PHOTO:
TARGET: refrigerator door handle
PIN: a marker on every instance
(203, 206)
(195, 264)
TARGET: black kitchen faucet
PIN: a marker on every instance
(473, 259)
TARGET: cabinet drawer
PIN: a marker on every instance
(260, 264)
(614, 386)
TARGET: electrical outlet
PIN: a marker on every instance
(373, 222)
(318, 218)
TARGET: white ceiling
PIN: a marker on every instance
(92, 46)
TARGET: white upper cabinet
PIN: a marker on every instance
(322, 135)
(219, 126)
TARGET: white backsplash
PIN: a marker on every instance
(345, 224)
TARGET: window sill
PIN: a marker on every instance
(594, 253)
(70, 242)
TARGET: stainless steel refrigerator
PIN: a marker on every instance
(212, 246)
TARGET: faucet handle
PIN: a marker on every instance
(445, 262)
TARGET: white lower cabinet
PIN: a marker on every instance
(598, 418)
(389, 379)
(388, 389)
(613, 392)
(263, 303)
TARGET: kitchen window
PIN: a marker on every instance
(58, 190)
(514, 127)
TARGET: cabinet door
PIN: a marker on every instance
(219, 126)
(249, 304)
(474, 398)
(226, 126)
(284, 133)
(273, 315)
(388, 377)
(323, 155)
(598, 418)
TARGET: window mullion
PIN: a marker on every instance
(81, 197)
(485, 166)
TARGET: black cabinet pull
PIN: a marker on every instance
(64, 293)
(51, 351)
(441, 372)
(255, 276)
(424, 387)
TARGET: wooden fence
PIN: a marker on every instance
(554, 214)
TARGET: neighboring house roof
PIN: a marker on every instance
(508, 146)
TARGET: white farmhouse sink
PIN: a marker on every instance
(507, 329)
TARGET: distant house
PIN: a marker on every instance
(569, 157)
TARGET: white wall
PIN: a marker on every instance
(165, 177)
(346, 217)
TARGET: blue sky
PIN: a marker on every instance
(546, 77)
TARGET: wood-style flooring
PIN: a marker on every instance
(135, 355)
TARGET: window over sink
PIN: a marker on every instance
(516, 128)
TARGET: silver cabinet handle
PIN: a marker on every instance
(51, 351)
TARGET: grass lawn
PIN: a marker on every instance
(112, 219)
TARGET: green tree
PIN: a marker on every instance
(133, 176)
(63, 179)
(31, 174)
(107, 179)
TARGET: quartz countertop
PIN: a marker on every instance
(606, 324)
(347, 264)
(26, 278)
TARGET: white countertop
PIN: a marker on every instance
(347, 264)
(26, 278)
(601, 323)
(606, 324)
--------
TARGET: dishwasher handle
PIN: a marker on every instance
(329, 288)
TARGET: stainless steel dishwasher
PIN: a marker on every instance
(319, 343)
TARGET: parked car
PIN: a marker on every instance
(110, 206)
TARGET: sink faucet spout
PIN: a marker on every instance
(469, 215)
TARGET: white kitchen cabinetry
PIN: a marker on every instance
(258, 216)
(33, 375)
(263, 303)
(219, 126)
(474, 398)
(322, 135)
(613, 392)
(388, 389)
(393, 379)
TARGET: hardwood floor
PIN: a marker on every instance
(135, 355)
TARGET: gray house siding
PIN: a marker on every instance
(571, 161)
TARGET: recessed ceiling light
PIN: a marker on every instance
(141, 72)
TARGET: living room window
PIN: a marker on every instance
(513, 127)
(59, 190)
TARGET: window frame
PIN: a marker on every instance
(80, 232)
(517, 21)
--------
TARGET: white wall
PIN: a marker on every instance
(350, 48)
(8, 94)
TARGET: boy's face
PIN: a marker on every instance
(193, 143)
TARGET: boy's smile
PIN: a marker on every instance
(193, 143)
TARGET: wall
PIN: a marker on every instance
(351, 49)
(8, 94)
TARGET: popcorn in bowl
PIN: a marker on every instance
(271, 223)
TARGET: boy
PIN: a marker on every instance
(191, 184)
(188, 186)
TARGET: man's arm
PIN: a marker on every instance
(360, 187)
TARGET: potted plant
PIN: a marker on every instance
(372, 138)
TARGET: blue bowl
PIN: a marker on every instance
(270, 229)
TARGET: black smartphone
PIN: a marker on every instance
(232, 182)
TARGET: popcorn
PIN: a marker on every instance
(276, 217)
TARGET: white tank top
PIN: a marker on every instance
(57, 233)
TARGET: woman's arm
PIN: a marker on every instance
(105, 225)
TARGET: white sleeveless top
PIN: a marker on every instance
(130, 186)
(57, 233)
--------
Extract every line of the records above that contains the word "door", treating uppercase and lowercase letters as different.

▶ **FINISHED EXERCISE**
TARGET: refrigerator door handle
TARGET: cabinet door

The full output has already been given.